▶ REQUIREMENT:
Only the lines from the one containing "the nose cone" through the end of the data below should be copied, each exactly as written and with both ends kept.

▶ RECORDS SUPPLIED:
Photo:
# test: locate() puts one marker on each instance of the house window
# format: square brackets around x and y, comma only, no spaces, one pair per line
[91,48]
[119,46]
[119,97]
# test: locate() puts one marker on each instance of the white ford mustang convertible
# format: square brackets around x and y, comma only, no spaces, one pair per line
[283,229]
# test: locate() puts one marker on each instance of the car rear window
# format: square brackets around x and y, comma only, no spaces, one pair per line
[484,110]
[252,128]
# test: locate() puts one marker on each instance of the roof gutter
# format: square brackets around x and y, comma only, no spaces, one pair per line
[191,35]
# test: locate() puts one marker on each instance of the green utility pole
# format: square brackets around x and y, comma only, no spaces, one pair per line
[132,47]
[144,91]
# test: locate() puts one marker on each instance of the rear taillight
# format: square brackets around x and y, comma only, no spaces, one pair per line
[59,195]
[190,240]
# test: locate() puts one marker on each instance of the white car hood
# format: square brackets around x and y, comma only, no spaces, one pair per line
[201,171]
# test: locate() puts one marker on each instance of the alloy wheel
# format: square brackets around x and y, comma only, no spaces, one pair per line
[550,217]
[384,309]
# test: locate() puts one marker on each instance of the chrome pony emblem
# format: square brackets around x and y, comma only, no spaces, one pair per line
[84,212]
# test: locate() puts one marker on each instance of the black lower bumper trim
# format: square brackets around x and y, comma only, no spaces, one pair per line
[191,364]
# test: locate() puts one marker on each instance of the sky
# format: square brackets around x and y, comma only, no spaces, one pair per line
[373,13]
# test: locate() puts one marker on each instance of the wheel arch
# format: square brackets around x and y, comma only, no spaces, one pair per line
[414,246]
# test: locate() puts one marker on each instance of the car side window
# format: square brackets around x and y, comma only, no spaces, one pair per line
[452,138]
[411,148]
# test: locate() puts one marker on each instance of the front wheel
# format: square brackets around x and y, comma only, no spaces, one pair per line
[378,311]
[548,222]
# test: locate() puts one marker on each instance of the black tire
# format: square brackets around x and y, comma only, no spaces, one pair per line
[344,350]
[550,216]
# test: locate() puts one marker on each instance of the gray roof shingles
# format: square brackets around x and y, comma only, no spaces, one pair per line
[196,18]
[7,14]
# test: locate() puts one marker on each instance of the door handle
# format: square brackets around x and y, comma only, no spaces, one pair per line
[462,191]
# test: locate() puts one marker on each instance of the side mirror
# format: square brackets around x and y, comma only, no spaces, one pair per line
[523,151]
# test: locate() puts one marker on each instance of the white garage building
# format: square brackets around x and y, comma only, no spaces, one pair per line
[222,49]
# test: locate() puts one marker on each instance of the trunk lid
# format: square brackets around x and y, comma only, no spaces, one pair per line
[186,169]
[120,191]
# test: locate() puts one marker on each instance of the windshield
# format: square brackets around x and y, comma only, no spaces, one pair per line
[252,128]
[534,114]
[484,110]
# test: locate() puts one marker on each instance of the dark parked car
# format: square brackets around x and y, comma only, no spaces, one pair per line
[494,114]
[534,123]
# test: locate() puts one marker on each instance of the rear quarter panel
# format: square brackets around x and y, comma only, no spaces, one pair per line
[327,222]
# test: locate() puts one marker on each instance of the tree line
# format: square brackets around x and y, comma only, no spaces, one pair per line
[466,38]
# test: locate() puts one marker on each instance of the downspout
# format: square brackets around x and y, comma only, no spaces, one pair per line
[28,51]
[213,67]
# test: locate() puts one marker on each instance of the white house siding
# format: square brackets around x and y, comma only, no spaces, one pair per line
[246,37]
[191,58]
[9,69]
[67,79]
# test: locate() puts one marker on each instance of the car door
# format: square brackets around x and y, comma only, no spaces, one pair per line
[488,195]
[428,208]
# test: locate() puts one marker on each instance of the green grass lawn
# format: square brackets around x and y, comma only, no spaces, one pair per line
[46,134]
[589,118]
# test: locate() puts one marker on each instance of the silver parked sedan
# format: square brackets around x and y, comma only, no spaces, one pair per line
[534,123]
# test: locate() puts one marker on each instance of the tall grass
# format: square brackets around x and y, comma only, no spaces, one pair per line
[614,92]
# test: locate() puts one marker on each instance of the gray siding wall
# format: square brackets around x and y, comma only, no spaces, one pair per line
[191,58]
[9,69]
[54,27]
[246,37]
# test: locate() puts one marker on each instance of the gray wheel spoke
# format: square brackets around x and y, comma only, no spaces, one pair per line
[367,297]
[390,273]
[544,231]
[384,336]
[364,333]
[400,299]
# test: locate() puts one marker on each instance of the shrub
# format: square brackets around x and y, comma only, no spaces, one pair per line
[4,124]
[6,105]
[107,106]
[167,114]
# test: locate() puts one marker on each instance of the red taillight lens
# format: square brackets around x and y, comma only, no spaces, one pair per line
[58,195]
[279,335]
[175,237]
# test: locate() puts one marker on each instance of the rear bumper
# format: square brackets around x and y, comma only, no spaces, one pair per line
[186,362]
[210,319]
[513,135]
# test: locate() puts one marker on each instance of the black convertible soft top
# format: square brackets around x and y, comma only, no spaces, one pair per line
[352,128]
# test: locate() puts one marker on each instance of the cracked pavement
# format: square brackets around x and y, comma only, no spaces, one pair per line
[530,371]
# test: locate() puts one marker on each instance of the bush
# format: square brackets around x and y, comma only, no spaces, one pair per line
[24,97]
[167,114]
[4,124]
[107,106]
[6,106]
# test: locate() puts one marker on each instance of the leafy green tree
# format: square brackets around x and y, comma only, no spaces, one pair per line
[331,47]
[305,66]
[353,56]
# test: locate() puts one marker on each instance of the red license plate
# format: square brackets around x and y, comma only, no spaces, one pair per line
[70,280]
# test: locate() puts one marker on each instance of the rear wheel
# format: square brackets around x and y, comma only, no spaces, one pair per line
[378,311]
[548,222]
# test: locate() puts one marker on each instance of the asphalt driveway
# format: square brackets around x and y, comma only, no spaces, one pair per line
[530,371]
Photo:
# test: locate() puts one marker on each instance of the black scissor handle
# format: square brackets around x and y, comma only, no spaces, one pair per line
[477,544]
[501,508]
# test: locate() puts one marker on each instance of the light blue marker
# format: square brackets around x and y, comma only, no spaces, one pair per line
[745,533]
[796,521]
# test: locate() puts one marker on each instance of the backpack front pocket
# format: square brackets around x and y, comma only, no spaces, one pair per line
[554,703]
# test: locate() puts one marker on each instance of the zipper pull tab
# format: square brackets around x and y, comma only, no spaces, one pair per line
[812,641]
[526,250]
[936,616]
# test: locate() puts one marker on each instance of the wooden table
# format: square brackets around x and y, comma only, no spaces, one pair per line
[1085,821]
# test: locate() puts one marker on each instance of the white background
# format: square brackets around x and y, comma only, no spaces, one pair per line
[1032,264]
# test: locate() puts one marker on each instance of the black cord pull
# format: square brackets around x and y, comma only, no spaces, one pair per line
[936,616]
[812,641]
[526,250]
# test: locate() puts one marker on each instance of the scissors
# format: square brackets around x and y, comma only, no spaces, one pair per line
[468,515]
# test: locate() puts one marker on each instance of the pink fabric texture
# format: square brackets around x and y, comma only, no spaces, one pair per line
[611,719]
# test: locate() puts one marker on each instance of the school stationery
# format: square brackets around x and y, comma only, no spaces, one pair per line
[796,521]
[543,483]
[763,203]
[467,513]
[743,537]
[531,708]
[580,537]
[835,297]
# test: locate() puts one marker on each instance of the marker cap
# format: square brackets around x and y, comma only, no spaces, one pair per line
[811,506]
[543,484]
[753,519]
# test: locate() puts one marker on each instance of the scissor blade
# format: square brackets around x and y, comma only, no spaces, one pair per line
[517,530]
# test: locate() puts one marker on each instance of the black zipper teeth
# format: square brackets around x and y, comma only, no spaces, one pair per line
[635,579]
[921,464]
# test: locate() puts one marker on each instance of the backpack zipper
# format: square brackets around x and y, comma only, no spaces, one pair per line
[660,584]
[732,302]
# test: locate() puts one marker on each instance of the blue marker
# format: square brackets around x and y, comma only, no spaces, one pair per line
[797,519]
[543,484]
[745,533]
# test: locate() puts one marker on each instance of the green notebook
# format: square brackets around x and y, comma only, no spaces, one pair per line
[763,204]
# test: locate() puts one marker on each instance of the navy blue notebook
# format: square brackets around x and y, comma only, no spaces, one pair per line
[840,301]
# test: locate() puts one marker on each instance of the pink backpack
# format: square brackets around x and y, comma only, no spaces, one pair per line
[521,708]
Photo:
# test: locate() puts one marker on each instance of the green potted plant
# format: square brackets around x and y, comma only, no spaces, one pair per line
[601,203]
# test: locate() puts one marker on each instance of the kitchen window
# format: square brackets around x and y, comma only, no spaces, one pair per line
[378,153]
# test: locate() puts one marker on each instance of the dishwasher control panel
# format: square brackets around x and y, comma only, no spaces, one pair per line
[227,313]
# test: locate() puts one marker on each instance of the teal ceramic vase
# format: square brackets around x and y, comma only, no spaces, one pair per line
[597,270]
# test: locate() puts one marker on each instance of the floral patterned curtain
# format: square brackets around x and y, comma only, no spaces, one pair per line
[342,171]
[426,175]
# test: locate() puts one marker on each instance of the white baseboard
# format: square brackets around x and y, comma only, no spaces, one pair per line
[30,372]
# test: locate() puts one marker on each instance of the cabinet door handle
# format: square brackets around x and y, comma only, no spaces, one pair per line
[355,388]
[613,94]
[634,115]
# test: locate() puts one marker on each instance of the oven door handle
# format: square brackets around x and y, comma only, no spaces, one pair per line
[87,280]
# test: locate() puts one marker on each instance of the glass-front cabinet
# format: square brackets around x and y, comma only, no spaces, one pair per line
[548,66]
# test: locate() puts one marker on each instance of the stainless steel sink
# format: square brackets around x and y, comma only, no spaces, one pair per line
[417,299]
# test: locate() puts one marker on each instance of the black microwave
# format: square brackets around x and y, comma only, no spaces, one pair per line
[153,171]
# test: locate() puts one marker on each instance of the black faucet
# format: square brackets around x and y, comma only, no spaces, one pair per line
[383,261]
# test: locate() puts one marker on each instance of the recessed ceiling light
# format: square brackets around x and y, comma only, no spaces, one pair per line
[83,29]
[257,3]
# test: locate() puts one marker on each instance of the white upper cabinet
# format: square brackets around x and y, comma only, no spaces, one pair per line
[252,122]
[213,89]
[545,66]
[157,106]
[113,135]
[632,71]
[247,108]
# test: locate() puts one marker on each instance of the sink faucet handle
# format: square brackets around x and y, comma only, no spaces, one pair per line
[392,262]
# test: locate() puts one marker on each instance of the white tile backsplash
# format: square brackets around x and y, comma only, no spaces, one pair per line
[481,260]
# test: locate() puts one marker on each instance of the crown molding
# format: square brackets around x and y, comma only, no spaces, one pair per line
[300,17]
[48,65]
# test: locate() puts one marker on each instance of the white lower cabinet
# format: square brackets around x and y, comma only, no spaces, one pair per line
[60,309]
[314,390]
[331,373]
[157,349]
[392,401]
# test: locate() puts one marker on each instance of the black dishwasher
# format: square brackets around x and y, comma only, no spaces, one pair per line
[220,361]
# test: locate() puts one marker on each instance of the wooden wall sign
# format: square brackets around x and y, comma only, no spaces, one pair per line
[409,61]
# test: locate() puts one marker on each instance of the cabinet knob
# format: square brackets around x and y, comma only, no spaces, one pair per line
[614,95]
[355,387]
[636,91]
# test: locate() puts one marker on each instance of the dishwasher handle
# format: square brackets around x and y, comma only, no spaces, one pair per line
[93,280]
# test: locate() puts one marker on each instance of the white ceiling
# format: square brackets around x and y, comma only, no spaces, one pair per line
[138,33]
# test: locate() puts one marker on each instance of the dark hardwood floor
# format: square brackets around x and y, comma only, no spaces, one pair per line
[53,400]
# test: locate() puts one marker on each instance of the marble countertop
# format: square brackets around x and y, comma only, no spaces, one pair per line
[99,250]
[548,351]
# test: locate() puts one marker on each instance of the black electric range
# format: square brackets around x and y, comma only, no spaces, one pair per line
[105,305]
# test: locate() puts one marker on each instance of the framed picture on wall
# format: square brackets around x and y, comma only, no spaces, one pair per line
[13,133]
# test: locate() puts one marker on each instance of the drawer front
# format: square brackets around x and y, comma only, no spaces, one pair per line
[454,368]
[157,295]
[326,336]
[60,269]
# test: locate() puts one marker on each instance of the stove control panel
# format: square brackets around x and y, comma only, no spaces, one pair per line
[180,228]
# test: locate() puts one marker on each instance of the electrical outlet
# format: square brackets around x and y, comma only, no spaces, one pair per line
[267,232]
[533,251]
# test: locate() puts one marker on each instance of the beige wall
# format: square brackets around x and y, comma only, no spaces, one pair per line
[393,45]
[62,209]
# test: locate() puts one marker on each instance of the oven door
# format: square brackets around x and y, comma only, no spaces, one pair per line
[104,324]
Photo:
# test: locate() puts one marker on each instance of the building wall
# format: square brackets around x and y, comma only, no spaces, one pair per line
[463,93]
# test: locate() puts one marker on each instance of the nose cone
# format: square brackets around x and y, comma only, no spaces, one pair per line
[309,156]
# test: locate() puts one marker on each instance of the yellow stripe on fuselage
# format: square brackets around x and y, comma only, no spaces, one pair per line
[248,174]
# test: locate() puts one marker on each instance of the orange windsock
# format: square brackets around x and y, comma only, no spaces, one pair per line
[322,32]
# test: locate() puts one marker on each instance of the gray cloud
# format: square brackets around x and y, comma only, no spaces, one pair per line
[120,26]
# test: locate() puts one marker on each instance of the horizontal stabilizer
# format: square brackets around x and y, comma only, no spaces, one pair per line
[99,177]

▶ OUTPUT FOR THIS EXERCISE:
# test: locate() puts one marker on each instance of the nose cone
# format: square brackets around x and y, comma only, no spaces, one pair per line
[309,156]
# test: locate() puts one marker on each instance of the yellow stripe on fuselage
# format: square brackets around x and y, comma only, no spaces, one pair per line
[248,174]
# test: locate() puts one marker on each instance of the orange windsock
# format: square brackets around x and y, comma only, no spaces, one pair per line
[322,32]
# test: locate() puts one marker on each instance of the gray cloud
# format: square brackets around x and y, comma only, no spaces, one pair per line
[120,26]
# test: locate() puts one marker on each instance of the horizontal stabilizer
# format: square brackets around x and y, comma only, no spaces, one pair per line
[99,177]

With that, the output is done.